- _Set problem_: In the records below, from the line containing "Study the picture above. For each instance of the diagonal" through the end of the records, substitute "leaves" for every occurrence of "foliage". Reproduce only those lines, with everything else unchanged.

[Entries from a dataset]

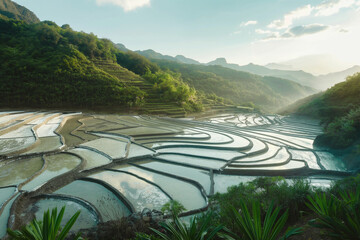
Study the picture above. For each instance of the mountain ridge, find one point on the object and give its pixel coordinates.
(9, 9)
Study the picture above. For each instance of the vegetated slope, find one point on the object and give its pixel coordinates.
(54, 68)
(239, 87)
(339, 109)
(12, 10)
(59, 67)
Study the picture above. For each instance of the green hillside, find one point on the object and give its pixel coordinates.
(239, 87)
(59, 67)
(339, 110)
(12, 10)
(62, 68)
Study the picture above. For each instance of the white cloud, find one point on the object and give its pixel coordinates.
(251, 22)
(261, 31)
(127, 5)
(293, 32)
(288, 18)
(332, 7)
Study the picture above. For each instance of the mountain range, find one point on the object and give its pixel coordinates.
(320, 82)
(59, 67)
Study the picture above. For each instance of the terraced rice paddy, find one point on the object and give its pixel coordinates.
(98, 163)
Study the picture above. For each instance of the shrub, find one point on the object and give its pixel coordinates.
(48, 229)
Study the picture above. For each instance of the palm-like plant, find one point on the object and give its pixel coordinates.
(197, 229)
(252, 227)
(340, 217)
(48, 229)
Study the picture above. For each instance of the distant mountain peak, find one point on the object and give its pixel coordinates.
(218, 61)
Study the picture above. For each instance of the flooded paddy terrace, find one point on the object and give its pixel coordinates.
(110, 166)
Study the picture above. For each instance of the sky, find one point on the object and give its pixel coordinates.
(318, 36)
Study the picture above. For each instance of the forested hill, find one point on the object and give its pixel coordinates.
(239, 87)
(339, 109)
(12, 10)
(59, 67)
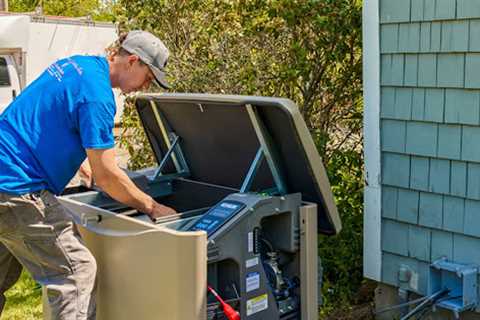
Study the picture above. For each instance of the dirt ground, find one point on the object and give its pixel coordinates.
(362, 308)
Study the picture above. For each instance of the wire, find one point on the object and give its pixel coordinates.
(401, 305)
(425, 304)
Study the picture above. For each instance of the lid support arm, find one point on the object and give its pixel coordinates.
(268, 149)
(165, 158)
(252, 172)
(174, 151)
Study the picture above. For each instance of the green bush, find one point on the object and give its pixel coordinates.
(308, 51)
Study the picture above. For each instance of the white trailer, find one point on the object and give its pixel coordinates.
(30, 43)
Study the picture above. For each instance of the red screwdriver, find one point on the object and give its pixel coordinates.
(228, 311)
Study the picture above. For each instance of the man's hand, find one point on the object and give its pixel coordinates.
(159, 211)
(111, 179)
(85, 173)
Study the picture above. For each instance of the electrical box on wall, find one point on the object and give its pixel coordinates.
(461, 281)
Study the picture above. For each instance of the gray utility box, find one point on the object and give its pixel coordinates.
(251, 194)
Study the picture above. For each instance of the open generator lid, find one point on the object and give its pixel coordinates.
(219, 139)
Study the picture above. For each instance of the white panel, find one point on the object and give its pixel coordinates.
(372, 197)
(14, 32)
(51, 41)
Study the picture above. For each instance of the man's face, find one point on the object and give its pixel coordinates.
(134, 75)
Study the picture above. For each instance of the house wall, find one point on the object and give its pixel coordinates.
(429, 121)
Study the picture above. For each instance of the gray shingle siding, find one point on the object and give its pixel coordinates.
(430, 134)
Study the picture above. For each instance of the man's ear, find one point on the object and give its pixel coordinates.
(132, 59)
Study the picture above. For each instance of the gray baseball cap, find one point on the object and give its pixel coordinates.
(151, 51)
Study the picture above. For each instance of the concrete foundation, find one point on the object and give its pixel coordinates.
(386, 296)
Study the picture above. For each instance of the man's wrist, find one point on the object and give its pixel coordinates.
(150, 206)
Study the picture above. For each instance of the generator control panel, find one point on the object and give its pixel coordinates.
(217, 216)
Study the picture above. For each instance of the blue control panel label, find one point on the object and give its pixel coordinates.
(218, 216)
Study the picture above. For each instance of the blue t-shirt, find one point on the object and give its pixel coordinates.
(44, 132)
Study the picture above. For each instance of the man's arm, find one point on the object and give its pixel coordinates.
(111, 179)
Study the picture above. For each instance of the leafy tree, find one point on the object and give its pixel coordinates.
(97, 9)
(305, 50)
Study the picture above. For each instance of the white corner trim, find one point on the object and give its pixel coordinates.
(372, 254)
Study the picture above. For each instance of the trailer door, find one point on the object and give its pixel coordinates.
(9, 82)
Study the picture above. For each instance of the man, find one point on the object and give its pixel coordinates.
(63, 117)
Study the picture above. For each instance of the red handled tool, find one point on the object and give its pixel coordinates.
(228, 311)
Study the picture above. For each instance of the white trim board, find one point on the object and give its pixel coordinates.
(372, 255)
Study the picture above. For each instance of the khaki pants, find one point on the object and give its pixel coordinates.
(38, 233)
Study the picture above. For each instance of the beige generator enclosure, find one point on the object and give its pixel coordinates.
(251, 194)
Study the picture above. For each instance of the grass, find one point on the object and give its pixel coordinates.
(24, 300)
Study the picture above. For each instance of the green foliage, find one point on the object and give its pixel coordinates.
(342, 254)
(24, 300)
(308, 51)
(99, 10)
(305, 50)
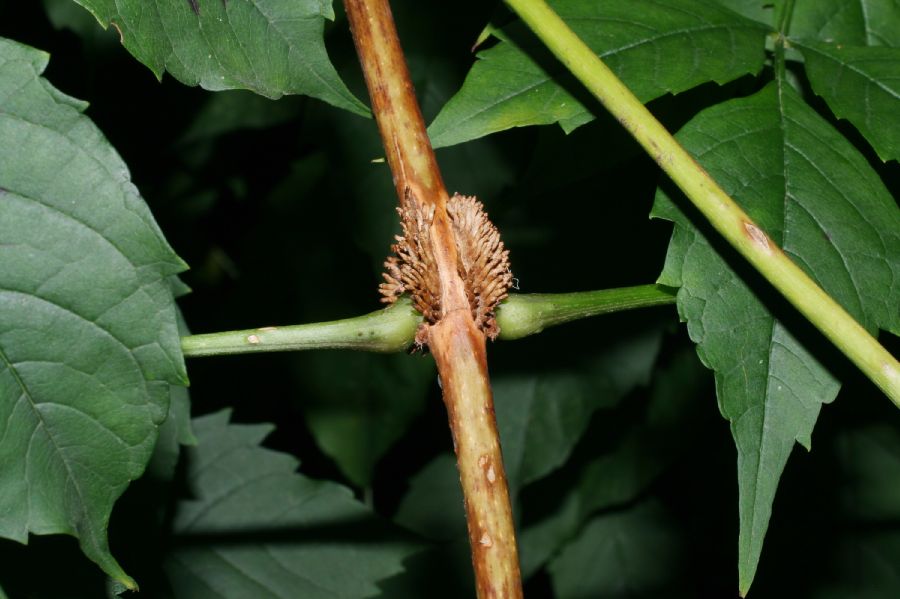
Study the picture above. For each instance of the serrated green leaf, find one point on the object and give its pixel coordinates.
(861, 85)
(655, 46)
(356, 419)
(630, 553)
(271, 47)
(619, 475)
(433, 506)
(542, 416)
(819, 199)
(853, 22)
(175, 430)
(254, 527)
(236, 110)
(88, 339)
(758, 10)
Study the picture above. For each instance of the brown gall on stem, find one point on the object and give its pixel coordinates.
(483, 263)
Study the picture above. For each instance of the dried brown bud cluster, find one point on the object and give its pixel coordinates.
(483, 263)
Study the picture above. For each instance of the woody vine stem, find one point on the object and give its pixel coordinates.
(452, 263)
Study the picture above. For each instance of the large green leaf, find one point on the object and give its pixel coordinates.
(758, 10)
(271, 47)
(861, 85)
(853, 22)
(655, 46)
(254, 527)
(361, 403)
(88, 339)
(820, 200)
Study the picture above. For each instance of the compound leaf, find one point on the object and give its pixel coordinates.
(821, 201)
(654, 46)
(89, 344)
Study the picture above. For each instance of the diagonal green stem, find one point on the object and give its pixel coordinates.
(723, 213)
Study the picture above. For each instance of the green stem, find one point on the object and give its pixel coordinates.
(722, 212)
(523, 315)
(390, 330)
(393, 329)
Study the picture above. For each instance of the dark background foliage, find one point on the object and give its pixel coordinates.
(284, 218)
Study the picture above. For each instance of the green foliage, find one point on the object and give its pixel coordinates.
(822, 203)
(655, 47)
(859, 84)
(255, 528)
(88, 340)
(621, 469)
(272, 47)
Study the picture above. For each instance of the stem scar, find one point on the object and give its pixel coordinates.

- _Solution_:
Study the picture above. For each instance of the diagonal green stem, find one point on the object and give its pixel coordinates.
(723, 213)
Study the picture above. For each instance of the green stem, find one point on the object and give its pixel coordinates.
(722, 212)
(523, 315)
(390, 330)
(393, 329)
Study the picture above. For each instance of the dark background leaves, find one point on the object and give its pixel coordinates.
(284, 218)
Study the picture above. For each instance of the green leaves, find one point on the object and give its pixel coordinates.
(822, 203)
(655, 47)
(859, 84)
(255, 528)
(88, 340)
(621, 469)
(272, 47)
Study the picture above. For each instance of the stem scar, find one point on the object and give its pixel coordinates.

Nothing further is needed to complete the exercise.